- Selected text -
Indeed, mixed feelings are pervading post-apartheid South Africa. The country faces serious challenges – e.g. high cost of living, unemployment and poverty- and remains one of the most unequal societies in the world as measured by its Gini Index. The 2016 Afrobarometer study showed a decline in people’s support for democracy, from 72% of the respondents in 2011 to 64% of them in 2015, concomitantly to a breakthrough of the authoritarian preference (“sometimes non-democratic is preferable”) rising from 15% to 17% (Lekalake 3). Disturbingly, 6 of 10 South Africans (61%) say “they are willing to forego elections in favour of a non-elected government or leader that could impose law and order, and deliver houses and jobs” (4). More recently, the South African Reconciliation Barometer 2023 revealed that 33% expressed confidence in parliament, 32% in the national government and 33% in the legal system, and that “less than a third of people believe that there have been improvements in key areas including job creation, personal safety and inequality since the transition to democracy” (Lefko-Everett 14, 41).

As Graham K. Riach stresses, “there is a growing body of criticism on the short story as a form usually dealing with American or European texts, yet there are few book-length studies available on the African short story, and fewer still on the short story in South Africa” (11-12)—particularly in the post- 2000s (Sandwith 2).

- Exercise A -
According to the passage on post-apartheid South Africa, why are 61% of South Africans willing to give up elections? Answer in one to three sentences.
- Exercise B -
In the passage on post-apartheid South Africa, what share of people expressed confidence in the national government according to the South African Reconciliation Barometer 2023?
The listing that comes next is separate material and forms no part of the passage.

[Stored data]
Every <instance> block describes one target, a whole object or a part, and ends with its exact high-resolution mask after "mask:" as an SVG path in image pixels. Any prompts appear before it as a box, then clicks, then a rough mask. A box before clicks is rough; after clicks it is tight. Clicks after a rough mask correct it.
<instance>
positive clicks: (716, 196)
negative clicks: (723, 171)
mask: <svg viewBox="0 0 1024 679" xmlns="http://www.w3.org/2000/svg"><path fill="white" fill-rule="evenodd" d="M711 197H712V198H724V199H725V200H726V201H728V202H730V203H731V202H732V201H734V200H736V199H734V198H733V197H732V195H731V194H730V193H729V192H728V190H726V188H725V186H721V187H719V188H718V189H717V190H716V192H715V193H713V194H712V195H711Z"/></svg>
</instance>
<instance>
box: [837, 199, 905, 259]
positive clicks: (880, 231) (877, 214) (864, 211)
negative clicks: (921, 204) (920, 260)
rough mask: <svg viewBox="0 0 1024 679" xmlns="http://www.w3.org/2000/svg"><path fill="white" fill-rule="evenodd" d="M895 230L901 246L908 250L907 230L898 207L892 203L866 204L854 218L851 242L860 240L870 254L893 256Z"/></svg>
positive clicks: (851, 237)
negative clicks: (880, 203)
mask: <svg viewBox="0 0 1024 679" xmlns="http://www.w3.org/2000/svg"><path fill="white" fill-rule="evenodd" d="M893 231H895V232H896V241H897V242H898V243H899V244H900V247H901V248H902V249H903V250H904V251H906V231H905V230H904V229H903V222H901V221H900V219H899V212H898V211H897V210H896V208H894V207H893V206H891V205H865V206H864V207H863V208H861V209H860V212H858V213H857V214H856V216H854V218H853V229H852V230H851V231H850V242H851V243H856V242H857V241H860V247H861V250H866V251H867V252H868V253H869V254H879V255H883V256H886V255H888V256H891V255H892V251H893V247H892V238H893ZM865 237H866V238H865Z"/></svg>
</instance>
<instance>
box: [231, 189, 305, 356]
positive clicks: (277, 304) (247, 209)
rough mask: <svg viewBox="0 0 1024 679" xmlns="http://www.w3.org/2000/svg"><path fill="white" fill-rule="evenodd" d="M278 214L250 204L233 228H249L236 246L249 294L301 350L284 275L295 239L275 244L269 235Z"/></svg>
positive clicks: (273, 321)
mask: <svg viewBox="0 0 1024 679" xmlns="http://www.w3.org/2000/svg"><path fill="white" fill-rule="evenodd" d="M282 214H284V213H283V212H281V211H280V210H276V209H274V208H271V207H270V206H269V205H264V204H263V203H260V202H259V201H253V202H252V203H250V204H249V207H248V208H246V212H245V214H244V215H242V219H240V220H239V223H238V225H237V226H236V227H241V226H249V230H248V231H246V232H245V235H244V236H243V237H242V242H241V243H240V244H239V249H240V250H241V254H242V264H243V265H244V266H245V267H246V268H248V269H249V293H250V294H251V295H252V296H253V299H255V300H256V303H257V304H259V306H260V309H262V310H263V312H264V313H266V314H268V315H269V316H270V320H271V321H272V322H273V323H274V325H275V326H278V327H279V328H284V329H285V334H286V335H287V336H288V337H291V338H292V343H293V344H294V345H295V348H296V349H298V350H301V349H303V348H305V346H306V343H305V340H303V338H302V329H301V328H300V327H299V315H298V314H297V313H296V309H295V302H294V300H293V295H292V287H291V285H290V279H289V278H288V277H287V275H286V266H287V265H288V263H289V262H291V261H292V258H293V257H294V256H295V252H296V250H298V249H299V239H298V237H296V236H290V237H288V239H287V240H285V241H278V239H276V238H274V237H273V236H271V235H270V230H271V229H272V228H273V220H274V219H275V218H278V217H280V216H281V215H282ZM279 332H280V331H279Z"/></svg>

- Reply A -
They would accept a non-elected government or leader that could impose law and order and deliver houses and jobs.

- Reply B -
32%.